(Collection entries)
● ● ● ●
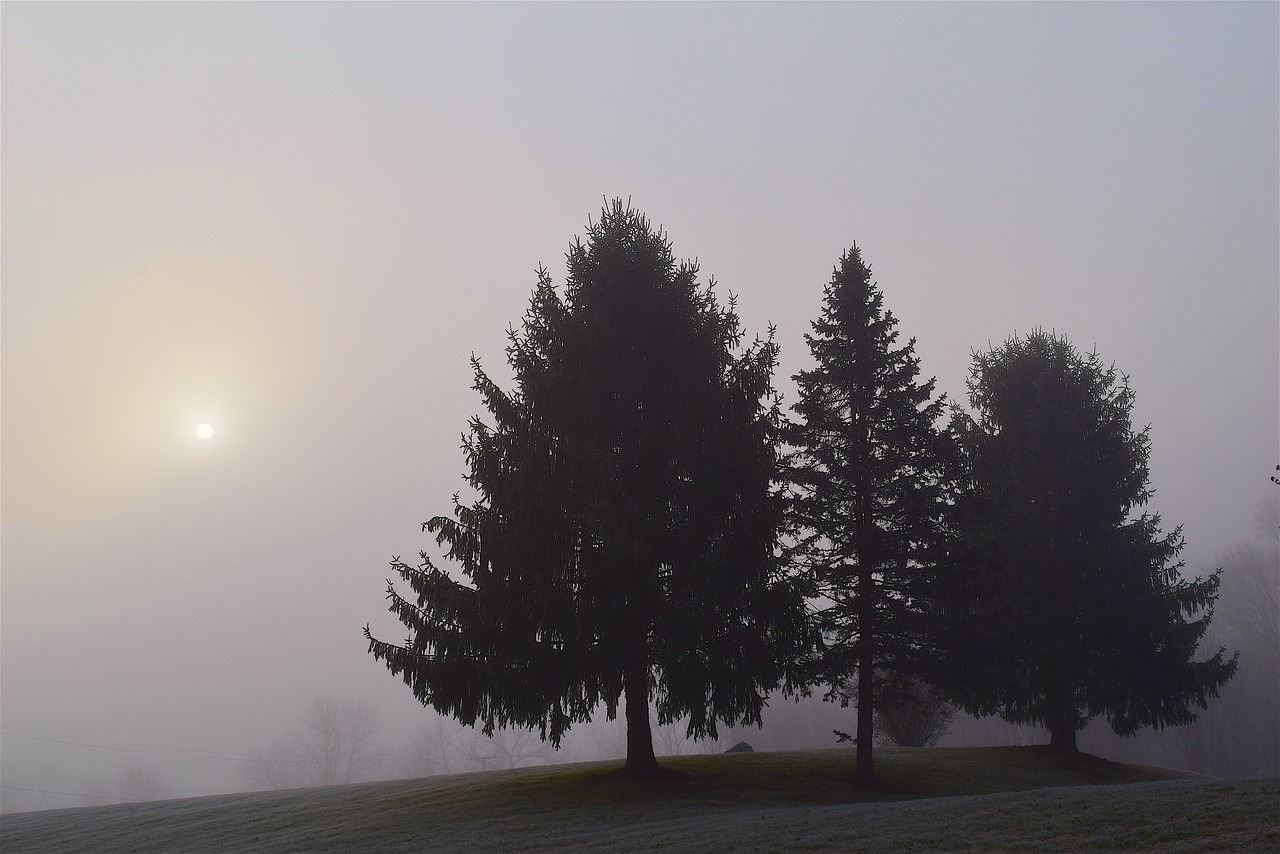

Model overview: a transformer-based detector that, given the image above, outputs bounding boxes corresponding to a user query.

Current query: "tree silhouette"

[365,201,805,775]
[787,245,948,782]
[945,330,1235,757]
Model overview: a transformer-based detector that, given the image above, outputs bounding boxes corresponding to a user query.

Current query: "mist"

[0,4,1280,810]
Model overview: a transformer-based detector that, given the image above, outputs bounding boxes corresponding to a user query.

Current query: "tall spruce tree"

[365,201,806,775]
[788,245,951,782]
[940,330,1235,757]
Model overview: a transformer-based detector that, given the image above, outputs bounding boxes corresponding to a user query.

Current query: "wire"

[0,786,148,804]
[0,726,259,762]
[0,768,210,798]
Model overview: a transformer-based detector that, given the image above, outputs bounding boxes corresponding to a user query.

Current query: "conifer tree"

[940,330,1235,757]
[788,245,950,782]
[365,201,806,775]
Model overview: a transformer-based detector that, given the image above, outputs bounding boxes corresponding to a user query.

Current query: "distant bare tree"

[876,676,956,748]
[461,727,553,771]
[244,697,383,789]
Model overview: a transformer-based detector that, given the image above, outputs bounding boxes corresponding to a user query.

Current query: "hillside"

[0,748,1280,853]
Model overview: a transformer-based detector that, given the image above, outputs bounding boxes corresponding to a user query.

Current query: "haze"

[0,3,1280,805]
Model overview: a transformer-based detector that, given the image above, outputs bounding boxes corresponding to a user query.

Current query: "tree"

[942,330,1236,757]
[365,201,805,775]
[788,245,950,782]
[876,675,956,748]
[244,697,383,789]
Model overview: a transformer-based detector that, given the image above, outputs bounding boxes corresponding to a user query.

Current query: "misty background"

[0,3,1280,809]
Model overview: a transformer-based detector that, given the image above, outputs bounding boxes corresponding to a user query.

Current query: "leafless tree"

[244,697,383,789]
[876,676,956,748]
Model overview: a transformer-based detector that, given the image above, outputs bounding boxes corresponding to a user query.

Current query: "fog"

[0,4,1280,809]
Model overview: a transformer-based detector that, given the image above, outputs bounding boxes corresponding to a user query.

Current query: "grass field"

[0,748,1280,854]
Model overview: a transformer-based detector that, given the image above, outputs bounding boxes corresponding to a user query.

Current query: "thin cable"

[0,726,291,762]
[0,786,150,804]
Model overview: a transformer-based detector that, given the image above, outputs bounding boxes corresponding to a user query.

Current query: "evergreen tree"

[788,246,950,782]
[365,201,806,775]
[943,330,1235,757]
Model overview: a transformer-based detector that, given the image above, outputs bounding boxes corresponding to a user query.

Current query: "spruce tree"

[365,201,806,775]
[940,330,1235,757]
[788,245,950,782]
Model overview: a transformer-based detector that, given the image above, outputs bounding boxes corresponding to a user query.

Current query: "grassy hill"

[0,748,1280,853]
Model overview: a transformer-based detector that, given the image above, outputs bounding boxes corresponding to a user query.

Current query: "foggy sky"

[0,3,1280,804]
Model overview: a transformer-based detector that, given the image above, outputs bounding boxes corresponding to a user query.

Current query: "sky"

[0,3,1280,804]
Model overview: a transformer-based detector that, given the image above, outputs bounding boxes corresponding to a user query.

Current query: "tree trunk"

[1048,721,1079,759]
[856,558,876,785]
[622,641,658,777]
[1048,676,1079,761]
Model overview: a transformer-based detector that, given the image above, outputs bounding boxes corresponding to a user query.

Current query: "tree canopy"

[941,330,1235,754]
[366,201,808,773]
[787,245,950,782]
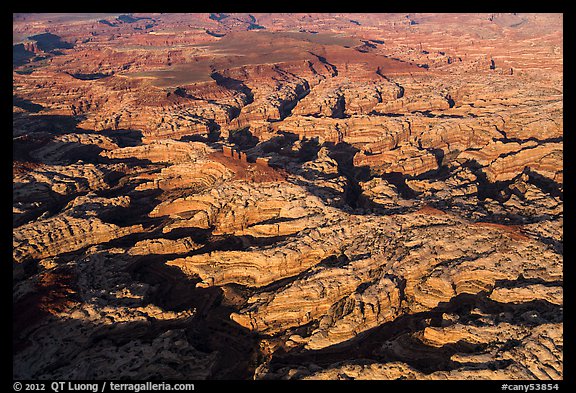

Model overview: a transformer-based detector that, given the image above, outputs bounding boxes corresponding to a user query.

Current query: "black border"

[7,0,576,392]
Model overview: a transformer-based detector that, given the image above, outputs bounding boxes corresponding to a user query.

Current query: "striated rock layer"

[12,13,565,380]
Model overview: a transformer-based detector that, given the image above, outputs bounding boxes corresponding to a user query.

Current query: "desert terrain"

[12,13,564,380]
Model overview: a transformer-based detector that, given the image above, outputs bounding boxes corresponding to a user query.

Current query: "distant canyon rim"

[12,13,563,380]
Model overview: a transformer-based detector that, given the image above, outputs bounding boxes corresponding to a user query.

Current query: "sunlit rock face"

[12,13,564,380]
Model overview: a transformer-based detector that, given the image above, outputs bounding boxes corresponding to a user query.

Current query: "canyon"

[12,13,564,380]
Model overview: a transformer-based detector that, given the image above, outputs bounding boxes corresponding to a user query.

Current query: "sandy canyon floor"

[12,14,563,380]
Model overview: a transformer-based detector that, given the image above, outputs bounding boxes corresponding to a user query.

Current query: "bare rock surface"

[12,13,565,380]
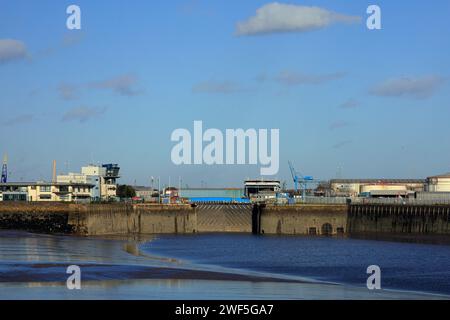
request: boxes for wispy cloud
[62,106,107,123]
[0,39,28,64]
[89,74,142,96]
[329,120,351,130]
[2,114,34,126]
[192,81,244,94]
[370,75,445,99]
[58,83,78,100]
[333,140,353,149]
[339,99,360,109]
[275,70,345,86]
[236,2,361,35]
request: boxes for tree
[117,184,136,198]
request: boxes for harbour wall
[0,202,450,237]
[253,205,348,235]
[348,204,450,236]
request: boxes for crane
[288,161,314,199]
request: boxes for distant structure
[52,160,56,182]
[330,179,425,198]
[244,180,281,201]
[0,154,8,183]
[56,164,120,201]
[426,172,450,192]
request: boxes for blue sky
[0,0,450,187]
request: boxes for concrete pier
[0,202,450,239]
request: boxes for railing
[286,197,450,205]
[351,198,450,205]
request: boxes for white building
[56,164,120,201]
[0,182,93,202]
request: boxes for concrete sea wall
● ● ● ●
#### What you are asked to do
Rescale the data from the line with "request: boxes for wispy cloud" through the end of the data. Rewrite every one of those lines, leaving the text lines as they are and multiplying each bounding-box coordinate by 1.65, rounded to the nearest whole number with halves rounded up.

#### Exercise solution
request: boxes for wispy cloud
[102,175,177,203]
[0,64,46,106]
[147,122,234,158]
[543,198,579,215]
[3,188,56,208]
[317,134,403,155]
[611,124,734,163]
[96,137,129,165]
[549,231,582,246]
[559,163,594,180]
[454,116,569,142]
[389,3,596,58]
request: boxes for tree
[193,304,224,327]
request: boxes for harbour wall
[0,333,743,391]
[417,338,574,388]
[574,337,743,389]
request: boxes for crane
[475,266,518,328]
request: boxes for distant structure
[86,264,92,300]
[545,295,701,327]
[403,297,464,332]
[0,254,13,302]
[92,271,198,332]
[703,284,743,317]
request: boxes for blue sky
[0,0,743,309]
request: boxes for concrete pier
[0,333,743,394]
request: boxes for railing
[472,325,743,338]
[579,327,743,338]
request: boxes for white building
[92,271,198,332]
[0,300,153,333]
request: boxes for concrete sea wall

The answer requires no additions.